**WORK INSTRUCTIONS**
Can you rewrite every line from the line with "of the white" through the last line below, in full, with each x and y coordinate offset by 101?

**RECORDS FOR THE EXERCISE**
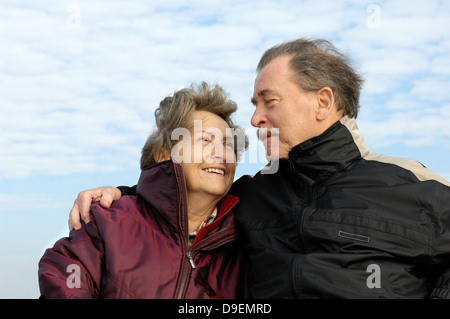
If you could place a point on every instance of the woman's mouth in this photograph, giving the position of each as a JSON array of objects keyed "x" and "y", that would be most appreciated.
[{"x": 215, "y": 170}]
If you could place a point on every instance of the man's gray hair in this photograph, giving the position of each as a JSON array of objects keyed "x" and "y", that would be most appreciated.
[{"x": 317, "y": 64}]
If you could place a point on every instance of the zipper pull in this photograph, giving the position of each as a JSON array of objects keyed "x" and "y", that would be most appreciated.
[{"x": 189, "y": 256}]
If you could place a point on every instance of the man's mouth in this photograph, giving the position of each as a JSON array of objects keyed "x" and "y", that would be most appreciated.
[{"x": 220, "y": 171}]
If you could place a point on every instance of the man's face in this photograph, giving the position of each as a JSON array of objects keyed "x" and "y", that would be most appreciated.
[{"x": 281, "y": 103}]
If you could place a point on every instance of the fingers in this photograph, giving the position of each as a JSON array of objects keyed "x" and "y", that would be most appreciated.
[
  {"x": 109, "y": 194},
  {"x": 74, "y": 218},
  {"x": 81, "y": 207}
]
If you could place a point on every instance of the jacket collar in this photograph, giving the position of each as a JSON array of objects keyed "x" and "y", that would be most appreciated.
[
  {"x": 163, "y": 188},
  {"x": 331, "y": 152}
]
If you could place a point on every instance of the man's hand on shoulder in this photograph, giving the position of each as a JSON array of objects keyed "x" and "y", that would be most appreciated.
[{"x": 81, "y": 207}]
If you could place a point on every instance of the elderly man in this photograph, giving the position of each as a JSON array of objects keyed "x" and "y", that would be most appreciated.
[{"x": 335, "y": 220}]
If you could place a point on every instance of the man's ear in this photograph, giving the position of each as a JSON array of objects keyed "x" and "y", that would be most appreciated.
[
  {"x": 161, "y": 155},
  {"x": 325, "y": 103}
]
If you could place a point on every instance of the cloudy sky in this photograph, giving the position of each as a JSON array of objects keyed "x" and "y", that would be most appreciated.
[{"x": 80, "y": 80}]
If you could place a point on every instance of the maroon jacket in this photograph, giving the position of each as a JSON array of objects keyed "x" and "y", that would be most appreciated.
[{"x": 139, "y": 248}]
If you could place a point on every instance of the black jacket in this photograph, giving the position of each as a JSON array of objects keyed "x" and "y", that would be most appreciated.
[{"x": 337, "y": 221}]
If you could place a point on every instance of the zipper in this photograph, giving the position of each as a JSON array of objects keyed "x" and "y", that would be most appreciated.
[
  {"x": 185, "y": 268},
  {"x": 191, "y": 261}
]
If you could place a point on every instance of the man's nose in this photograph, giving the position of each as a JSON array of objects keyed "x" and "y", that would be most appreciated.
[{"x": 258, "y": 118}]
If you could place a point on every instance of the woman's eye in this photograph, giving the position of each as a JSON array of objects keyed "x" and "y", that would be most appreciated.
[{"x": 270, "y": 102}]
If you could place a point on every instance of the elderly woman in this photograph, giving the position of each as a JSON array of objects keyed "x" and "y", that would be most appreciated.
[{"x": 176, "y": 238}]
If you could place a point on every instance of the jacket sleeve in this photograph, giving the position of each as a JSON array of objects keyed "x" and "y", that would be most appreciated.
[
  {"x": 442, "y": 247},
  {"x": 72, "y": 268}
]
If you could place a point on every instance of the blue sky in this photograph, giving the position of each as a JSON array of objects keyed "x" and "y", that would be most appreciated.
[{"x": 80, "y": 80}]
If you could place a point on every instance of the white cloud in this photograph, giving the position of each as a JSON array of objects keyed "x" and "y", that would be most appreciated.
[{"x": 79, "y": 94}]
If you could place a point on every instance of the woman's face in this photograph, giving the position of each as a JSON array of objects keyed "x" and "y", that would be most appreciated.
[{"x": 209, "y": 168}]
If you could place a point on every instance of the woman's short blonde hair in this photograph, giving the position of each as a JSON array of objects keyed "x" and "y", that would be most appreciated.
[{"x": 175, "y": 111}]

**SOLUTION TO THE EXERCISE**
If you could place a point on every instance of the white cloud in this photograph, giving the position of each as a JSON array of objects keyed "x" and "y", that would be most appreciated.
[{"x": 180, "y": 195}]
If you could place a point on every instance of the woman's face in this photograph, giving the position of each as a JSON array of objects keyed "x" and "y", that would be most appreciated.
[{"x": 310, "y": 269}]
If you could place a point on every instance of the woman's short blonde hair in this photograph, giving the position of each as a JSON array of objects keyed "x" and "y", that would be most appreciated.
[{"x": 276, "y": 212}]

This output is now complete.